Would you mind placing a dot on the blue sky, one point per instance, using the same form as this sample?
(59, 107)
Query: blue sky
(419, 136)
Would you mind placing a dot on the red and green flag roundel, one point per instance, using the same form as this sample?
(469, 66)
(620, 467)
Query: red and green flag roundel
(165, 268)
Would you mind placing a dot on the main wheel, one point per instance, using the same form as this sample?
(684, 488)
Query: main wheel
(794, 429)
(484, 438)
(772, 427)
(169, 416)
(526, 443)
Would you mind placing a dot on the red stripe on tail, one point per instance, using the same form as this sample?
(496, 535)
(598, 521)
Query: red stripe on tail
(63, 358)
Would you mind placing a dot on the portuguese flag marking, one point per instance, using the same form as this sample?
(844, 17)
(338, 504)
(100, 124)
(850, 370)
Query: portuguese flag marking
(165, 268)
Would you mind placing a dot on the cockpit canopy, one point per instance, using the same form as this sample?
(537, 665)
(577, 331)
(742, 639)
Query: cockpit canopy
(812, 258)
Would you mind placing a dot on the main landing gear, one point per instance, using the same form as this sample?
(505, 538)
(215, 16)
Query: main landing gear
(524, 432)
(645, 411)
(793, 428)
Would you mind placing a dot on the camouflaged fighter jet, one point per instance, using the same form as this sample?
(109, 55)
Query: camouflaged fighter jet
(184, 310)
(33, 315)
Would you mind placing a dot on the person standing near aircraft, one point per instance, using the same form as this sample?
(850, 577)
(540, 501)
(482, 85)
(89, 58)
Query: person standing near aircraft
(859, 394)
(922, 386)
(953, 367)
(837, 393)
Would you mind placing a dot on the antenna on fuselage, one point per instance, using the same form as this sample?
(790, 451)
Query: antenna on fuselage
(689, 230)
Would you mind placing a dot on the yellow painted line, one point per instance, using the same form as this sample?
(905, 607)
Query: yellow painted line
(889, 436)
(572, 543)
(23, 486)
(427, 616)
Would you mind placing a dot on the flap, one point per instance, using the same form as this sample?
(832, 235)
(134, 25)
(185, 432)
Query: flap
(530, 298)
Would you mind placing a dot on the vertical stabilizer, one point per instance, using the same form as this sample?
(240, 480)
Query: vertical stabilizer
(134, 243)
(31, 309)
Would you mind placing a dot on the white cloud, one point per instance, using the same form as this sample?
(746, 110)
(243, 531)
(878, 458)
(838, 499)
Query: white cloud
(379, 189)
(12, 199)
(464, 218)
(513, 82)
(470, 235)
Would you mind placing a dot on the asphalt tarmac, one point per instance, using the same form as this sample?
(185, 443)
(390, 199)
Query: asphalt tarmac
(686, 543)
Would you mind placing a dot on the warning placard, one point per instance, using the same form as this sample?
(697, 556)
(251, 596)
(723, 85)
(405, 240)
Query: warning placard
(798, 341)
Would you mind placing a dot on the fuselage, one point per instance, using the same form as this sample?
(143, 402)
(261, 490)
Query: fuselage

......

_What to produce_
Write out every entry word for word.

_Final answer_
Would you mind placing a dot on the blue sky, one point per instance, using the same form as this sample?
(59, 107)
Query: blue sky
(419, 136)
Would you mind placing a dot on the red and green flag roundel, one point per instance, using the same form as this sample?
(469, 66)
(620, 467)
Query: red and green flag roundel
(165, 268)
Would you mind placing a dot on the main wheel, one point per instance, using the same form as this sample?
(684, 488)
Query: main wheel
(794, 429)
(484, 438)
(772, 427)
(169, 416)
(526, 443)
Would you mind placing a dot on the red stripe on tail, one point per instance, using the same form as this sample?
(496, 535)
(598, 521)
Query: red stripe on tail
(63, 358)
Would you mind placing a dot on the portuguese flag marking, one point per instance, using the same form as this sample?
(844, 17)
(338, 504)
(100, 124)
(850, 370)
Query: portuguese flag marking
(165, 268)
Would you mind placing a dot on the cockpit canopy, one point per instance, using the same form as this sample?
(537, 665)
(577, 331)
(742, 639)
Query: cockpit canopy
(812, 258)
Would you mind placing a dot on the main landing gear, one point per instance, using the same form as this sample?
(505, 538)
(215, 16)
Query: main landing gear
(524, 432)
(645, 411)
(793, 428)
Would you mind placing a dot on the camouflaged fighter jet, one point per instance, using the same form as this sample?
(109, 55)
Query: camouflaged fighter jet
(184, 310)
(33, 315)
Would you mind placing a dot on the person standing near aircraft, one point per instance, using the same form as this sample?
(850, 577)
(540, 501)
(482, 85)
(89, 58)
Query: person standing near aircraft
(859, 394)
(922, 386)
(953, 367)
(837, 393)
Would you mind placing a dot on the antenna on fuselage, one point per instance, using the same form as this sample?
(790, 451)
Query: antenna on fuselage
(689, 230)
Would you mind placing a dot on the yellow painted line, one point per instance, using the same form as this sample?
(905, 607)
Query: yellow painted line
(889, 436)
(572, 543)
(23, 486)
(427, 616)
Would you mind placing a dot on the flap, one point per instance, using the same form as this sample?
(832, 235)
(134, 25)
(185, 432)
Query: flap
(530, 298)
Would you mind placing a dot on the vertical stabilizer, one point per instance, using the same form as this sample?
(240, 480)
Query: vertical stabilizer
(134, 243)
(31, 309)
Would you mind placing a dot on the white cloud, one point per instance, using the same form as this sample?
(746, 110)
(243, 531)
(878, 458)
(838, 499)
Query: white cloud
(379, 189)
(12, 199)
(464, 218)
(513, 82)
(470, 235)
Would you mind placing a dot on the asphalt tarmac, one point per instance, using the same form as this sample?
(185, 443)
(390, 199)
Query: asphalt tarmac
(686, 543)
Would you mind placing a dot on the warning placard, one point per instance, using the same form as this sample?
(697, 556)
(251, 596)
(723, 85)
(405, 240)
Query: warning placard
(798, 341)
Would you mind placing a dot on the fuselage, one point per instance, using the same form as this sample?
(143, 402)
(261, 490)
Query: fuselage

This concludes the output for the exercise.